Details zur Aufgabe.
Schreibe den Text über Wasser in der Kosmetik vollständig und wortgetreu ab.

Die Quelle.
━━━━━━━━

Riesige Netze spannen sie sich über Hochlandgebiete, Waldränder und Berghänge. Ganz ohne Mechanik oder Strom haben sie nur eine Aufgabe: Nebel und Wolken „melken“, also kostbares Wasser aus der Luft extrahieren und sammeln. Das mag zwar nach dystopischer Science Fiction klingen, wenn es aber nach dem renommierten britischen Marktforschungsunternehmen Mintel geht, handelt es sich um eine realistische Zukunftsvision.
Wasser zu sparen, wo es nur geht, macht bei den aktuellen Zahlen nämlich Sinn: Nur 0,3 Prozent des Wasservorkommens auf der Erde sind trinkbar – Tendenz sinkend. Laut UN könnten bis 2025 mehr als zwei Drittel der Weltbevölkerung von immensen Wasserproblemen betroffen sein. Das heißt, auch die Kosmetikindustrie muss ihren Süßwasserverbrauch drastisch senken. Der Mintel-Report „Trends 2025. Beauty & Personal Care“ geht daher davon aus, dass die Konzerne in Zukunft enger mit Umweltbehörden zusammenarbeiten werden. Bereits jetzt kommen immer mehr Kosmetikprodukte auf den Markt, die völlig ohne Wasser auskommen.
Der blaue Fußabdruck
Checkt man die Inhaltsstoffe herkömmlicher Kosmetika, findet man eine Zutat in nahezu allen Produkten: Wasser. Es gehört seit Jahrzehnten zu den fixen Zutaten von Cremes, Duschgelen und Shampoos. Dadurch lassen sich Mixturen besser auftragen und wasserlösliche Stoffe wie Vitamin C können leichter in die Haut eindringen. Allen voran ist Wasser aber ein günstiger Inhaltsstoff, weshalb viele Produkte mit bis zu 80 Prozent davon richtiggehend gestreckt werden. Das wird sich womöglich bald ändern. Denn was heute ein niedriger „Carbon Footprint“ ist, könnte bald der „Water Footprint“ sein – sprich, eine möglichst geringe Gesamtmenge an Süßwasser, die zur Herstellung von Waren und Dienstleistungen aufgewendet werden muss. Umweltverbände fordern von Unternehmen bereits jetzt, diese Werte öffentlich zu kommunizieren und sie gegebenenfalls genauso zu kompensieren wie einen zu hohen CO2-Ausstoß. Sinnvoller ist es natürlich, den Wasserverbrauch von Vornherein gering zu halten – etwa mit sogenannter Waterless Skincare, auch Anhydrous Skincare genannt.

━━━━━━━━

Der Datensatz.

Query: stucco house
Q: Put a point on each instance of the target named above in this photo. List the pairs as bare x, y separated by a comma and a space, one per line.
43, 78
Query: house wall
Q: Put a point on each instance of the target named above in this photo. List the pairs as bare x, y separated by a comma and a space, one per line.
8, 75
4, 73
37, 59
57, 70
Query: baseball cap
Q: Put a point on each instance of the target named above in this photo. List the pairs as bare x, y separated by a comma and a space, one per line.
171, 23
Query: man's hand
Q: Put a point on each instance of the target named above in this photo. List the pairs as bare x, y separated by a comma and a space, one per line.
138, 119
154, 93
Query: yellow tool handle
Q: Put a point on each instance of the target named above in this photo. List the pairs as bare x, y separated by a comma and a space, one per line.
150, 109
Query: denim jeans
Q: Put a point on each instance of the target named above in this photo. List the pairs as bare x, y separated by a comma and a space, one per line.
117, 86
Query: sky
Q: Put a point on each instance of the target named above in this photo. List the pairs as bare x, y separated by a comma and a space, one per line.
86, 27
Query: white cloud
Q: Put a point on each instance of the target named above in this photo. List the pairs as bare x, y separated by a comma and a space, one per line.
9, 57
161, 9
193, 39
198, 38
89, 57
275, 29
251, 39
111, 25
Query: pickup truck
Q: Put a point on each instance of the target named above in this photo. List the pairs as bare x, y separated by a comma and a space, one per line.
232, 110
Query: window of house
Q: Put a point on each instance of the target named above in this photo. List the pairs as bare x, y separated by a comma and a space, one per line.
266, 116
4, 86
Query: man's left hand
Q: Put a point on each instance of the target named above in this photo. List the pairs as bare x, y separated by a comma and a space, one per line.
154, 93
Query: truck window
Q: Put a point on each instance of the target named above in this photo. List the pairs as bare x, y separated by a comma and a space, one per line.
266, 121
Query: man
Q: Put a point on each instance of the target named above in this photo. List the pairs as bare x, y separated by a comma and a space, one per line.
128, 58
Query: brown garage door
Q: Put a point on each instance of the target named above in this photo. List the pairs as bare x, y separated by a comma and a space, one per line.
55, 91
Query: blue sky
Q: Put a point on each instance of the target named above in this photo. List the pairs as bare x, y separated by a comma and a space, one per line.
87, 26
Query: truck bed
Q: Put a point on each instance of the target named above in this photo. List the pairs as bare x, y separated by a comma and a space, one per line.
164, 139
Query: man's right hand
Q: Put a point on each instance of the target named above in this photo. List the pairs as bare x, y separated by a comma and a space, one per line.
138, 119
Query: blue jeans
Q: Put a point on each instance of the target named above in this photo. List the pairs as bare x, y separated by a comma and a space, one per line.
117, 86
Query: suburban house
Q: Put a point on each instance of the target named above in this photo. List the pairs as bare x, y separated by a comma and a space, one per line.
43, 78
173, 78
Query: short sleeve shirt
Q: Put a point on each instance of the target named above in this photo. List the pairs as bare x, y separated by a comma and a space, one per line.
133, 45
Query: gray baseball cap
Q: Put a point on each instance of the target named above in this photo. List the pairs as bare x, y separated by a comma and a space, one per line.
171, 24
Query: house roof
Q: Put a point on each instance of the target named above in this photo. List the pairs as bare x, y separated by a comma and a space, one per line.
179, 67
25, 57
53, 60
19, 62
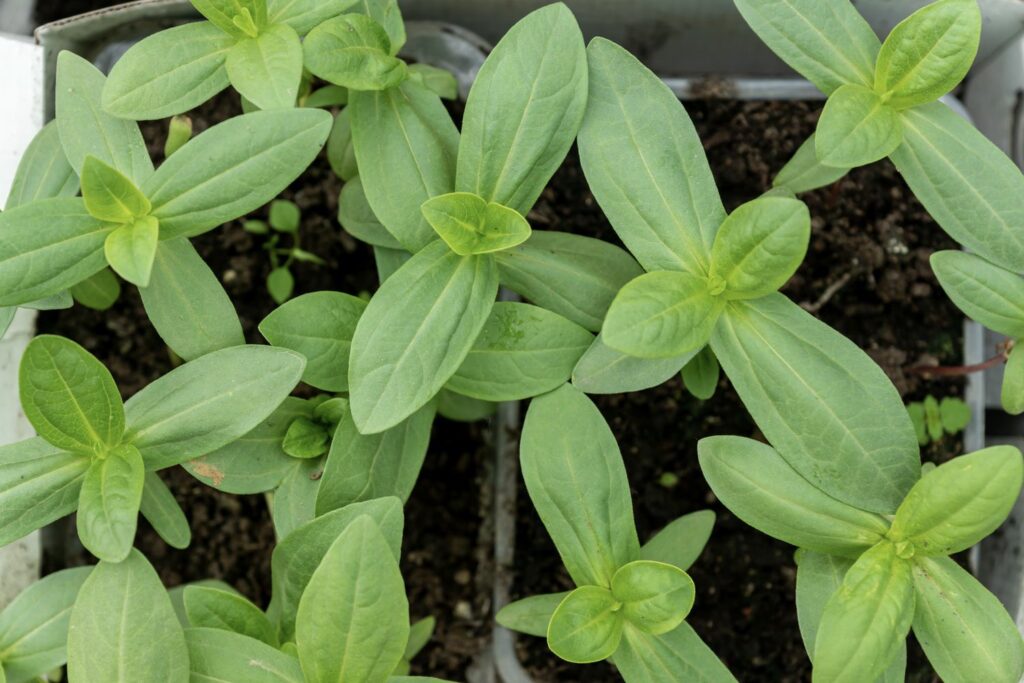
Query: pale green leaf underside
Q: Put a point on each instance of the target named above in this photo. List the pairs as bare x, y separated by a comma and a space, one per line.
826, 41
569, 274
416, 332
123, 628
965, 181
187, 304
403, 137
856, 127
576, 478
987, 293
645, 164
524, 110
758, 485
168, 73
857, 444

━━━━━━━━

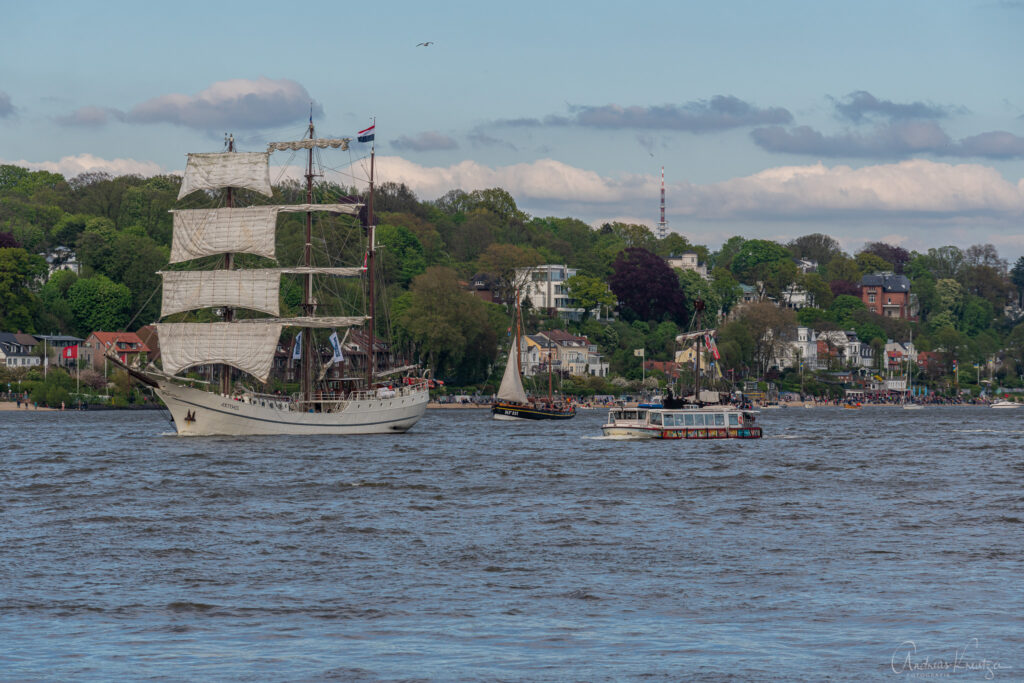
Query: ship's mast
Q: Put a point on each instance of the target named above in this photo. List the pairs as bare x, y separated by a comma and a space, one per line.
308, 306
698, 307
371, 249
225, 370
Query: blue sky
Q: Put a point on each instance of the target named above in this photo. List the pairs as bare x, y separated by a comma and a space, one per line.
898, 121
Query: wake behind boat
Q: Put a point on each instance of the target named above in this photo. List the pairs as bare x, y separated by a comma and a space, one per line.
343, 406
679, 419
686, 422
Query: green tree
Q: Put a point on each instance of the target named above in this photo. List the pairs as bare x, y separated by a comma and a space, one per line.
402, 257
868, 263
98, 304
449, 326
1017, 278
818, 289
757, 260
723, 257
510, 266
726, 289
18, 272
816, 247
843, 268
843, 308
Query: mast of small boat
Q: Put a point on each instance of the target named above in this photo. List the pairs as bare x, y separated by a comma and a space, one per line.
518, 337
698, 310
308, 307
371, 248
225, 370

━━━━━━━━

Die Antwort.
Riesige Netze spannen sie sich über Hochlandgebiete, Waldränder und Berghänge. Ganz ohne Mechanik oder Strom haben sie nur eine Aufgabe: Nebel und Wolken „melken“, also kostbares Wasser aus der Luft extrahieren und sammeln. Das mag zwar nach dystopischer Science Fiction klingen, wenn es aber nach dem renommierten britischen Marktforschungsunternehmen Mintel geht, handelt es sich um eine realistische Zukunftsvision.
Wasser zu sparen, wo es nur geht, macht bei den aktuellen Zahlen nämlich Sinn: Nur 0,3 Prozent des Wasservorkommens auf der Erde sind trinkbar – Tendenz sinkend. Laut UN könnten bis 2025 mehr als zwei Drittel der Weltbevölkerung von immensen Wasserproblemen betroffen sein. Das heißt, auch die Kosmetikindustrie muss ihren Süßwasserverbrauch drastisch senken. Der Mintel-Report „Trends 2025. Beauty & Personal Care“ geht daher davon aus, dass die Konzerne in Zukunft enger mit Umweltbehörden zusammenarbeiten werden. Bereits jetzt kommen immer mehr Kosmetikprodukte auf den Markt, die völlig ohne Wasser auskommen.
Der blaue Fußabdruck
Checkt man die Inhaltsstoffe herkömmlicher Kosmetika, findet man eine Zutat in nahezu allen Produkten: Wasser. Es gehört seit Jahrzehnten zu den fixen Zutaten von Cremes, Duschgelen und Shampoos. Dadurch lassen sich Mixturen besser auftragen und wasserlösliche Stoffe wie Vitamin C können leichter in die Haut eindringen. Allen voran ist Wasser aber ein günstiger Inhaltsstoff, weshalb viele Produkte mit bis zu 80 Prozent davon richtiggehend gestreckt werden. Das wird sich womöglich bald ändern. Denn was heute ein niedriger „Carbon Footprint“ ist, könnte bald der „Water Footprint“ sein – sprich, eine möglichst geringe Gesamtmenge an Süßwasser, die zur Herstellung von Waren und Dienstleistungen aufgewendet werden muss. Umweltverbände fordern von Unternehmen bereits jetzt, diese Werte öffentlich zu kommunizieren und sie gegebenenfalls genauso zu kompensieren wie einen zu hohen CO2-Ausstoß. Sinnvoller ist es natürlich, den Wasserverbrauch von Vornherein gering zu halten – etwa mit sogenannter Waterless Skincare, auch Anhydrous Skincare genannt.